Count the lines of the material below that contain the string "gray", treating uppercase and lowercase as different. Give only the number.

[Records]
::::

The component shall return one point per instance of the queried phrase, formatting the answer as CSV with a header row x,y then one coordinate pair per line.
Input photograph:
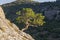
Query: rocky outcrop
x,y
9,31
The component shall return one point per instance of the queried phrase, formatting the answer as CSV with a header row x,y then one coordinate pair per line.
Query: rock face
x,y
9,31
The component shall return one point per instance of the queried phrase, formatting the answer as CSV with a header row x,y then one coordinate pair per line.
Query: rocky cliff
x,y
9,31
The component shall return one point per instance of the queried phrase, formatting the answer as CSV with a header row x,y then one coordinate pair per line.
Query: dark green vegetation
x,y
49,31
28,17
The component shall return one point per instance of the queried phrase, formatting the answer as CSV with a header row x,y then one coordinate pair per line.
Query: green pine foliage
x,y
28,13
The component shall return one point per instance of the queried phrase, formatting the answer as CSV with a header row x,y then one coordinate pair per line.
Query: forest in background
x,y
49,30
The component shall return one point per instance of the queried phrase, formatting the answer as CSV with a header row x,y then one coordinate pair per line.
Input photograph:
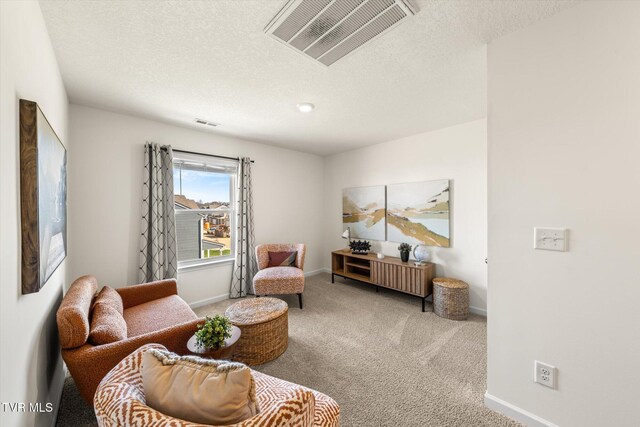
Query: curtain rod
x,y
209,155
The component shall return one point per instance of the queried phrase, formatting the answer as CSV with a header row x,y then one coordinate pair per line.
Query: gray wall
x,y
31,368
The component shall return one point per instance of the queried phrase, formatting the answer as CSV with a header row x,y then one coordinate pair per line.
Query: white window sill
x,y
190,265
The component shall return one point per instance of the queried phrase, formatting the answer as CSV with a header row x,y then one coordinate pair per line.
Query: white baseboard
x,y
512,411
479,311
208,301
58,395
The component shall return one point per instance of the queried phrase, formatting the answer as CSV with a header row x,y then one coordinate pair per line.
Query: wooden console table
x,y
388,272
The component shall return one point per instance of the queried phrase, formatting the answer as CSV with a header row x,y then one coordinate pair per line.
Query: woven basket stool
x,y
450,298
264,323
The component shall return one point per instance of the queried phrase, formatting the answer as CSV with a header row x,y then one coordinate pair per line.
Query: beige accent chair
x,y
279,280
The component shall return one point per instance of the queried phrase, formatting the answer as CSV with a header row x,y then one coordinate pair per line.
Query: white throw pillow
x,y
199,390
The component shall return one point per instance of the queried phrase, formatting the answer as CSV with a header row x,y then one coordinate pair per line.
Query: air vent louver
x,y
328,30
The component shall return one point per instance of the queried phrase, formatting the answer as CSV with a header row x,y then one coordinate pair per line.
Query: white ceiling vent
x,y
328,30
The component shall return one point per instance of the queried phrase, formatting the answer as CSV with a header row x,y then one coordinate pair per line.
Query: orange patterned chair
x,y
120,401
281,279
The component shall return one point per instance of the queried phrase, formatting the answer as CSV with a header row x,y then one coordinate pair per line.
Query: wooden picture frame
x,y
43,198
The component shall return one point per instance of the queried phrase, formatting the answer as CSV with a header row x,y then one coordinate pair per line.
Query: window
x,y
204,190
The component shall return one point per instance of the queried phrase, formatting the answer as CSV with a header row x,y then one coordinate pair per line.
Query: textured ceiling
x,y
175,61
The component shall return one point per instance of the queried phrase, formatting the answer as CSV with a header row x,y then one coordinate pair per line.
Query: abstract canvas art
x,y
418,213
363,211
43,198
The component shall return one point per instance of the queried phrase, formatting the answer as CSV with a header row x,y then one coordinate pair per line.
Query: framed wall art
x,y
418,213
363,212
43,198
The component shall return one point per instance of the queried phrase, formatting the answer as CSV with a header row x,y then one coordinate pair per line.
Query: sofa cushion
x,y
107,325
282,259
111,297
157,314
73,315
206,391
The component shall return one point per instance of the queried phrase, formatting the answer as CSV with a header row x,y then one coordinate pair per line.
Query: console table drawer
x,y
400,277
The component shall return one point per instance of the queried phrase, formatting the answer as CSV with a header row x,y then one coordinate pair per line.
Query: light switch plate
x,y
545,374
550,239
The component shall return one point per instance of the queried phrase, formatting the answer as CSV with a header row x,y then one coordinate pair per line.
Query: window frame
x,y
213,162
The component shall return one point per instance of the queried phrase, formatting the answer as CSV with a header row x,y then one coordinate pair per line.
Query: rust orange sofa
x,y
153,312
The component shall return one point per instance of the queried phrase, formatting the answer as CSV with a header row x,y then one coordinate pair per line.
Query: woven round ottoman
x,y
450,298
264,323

::::

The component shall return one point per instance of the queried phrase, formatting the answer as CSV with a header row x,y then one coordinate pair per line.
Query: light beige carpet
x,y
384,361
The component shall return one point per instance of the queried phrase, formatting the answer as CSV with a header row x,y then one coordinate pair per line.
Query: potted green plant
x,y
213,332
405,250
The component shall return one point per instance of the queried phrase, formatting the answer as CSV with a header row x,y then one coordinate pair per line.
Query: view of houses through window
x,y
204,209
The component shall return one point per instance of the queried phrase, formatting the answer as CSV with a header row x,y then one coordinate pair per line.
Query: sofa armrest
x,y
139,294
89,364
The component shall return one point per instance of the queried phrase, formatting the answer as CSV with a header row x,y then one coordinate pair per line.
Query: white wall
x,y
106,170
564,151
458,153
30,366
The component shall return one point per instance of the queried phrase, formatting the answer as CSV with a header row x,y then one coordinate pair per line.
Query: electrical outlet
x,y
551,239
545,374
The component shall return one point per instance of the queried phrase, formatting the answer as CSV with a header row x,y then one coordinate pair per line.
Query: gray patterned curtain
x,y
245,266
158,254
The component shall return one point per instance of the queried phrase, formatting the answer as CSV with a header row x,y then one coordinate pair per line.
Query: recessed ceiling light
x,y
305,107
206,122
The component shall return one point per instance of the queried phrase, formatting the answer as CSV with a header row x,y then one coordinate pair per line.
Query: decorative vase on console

::::

* _Full answer_:
2